EXERCISE REQUIREMENTS: Repeat every record below exactly, but leave out any pictures.

──────── RECORDED INFORMATION

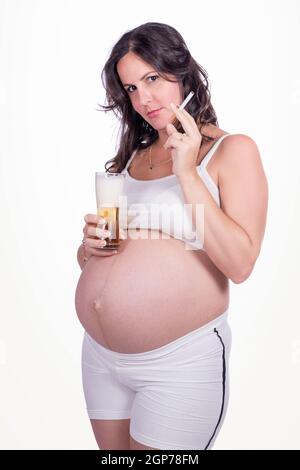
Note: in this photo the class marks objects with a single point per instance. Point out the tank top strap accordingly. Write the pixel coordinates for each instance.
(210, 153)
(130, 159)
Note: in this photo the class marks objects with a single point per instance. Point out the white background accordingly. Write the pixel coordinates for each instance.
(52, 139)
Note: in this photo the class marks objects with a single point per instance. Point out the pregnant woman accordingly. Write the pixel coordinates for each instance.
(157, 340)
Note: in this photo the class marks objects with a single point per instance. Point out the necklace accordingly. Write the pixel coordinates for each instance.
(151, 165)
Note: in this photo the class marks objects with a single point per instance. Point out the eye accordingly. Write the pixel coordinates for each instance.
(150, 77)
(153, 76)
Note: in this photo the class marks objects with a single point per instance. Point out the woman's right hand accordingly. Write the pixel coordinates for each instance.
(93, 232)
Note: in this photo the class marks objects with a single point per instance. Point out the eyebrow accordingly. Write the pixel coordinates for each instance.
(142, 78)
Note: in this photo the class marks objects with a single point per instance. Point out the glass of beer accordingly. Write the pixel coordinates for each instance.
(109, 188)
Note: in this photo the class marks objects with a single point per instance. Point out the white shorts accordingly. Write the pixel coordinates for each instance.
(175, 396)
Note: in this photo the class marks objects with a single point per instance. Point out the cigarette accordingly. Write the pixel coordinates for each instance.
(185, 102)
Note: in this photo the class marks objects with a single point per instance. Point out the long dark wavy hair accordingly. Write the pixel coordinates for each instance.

────────────────

WRITTEN REPLY:
Note: in this photo the class marks objects with a single point per instance. Point out the tank top strap accordingly. Write the pixel coordinates for each instance.
(210, 153)
(130, 159)
Note: in this photo the class marks objects with a single point per instance. Point out the white background accordingly. Write the pixel coordinates for each instance.
(52, 139)
Note: in this photo the class marks objects with a single point per instance. Point out the pregnant woman accordingly. Write the pixel coordinates for each instance.
(157, 340)
Note: in this photo the class marks objects with a single point per instance. Point out the necklace accordingly. Write the pixel coordinates for each instance.
(151, 165)
Note: in this photo the class marks objects with a single point per instance. Point out the eye accordingly. Write the pixel coordinates for each instance.
(150, 77)
(153, 76)
Note: in this photo the class marks objects with a single point per instance. Point out the woman's right hand accordingly. Write the pixel coordinates for each instance.
(93, 232)
Note: in this photo the class marks objects with a single point per instance. Point out the eyebrow accordingly. Write the pixel coordinates for each instance.
(142, 78)
Note: in this photo the class marks objects with a single point per instance. Point out the glass of beer accordingly. Write the pixel coordinates for each instance.
(109, 188)
Note: in this photo the class marks objects with a single point per instance. Point out the white shorts accordingly. Write the pixel coordinates for each instance.
(175, 396)
Note: in this photo the class marks objects with a single point per instance. Point out the cigarette accordingly. Write the pixel coordinates for each instance.
(185, 102)
Note: in this photo the class marks objects with a single point per instance. Point out the long dark wavy hair accordingly. Write the pixel coordinates for each instance.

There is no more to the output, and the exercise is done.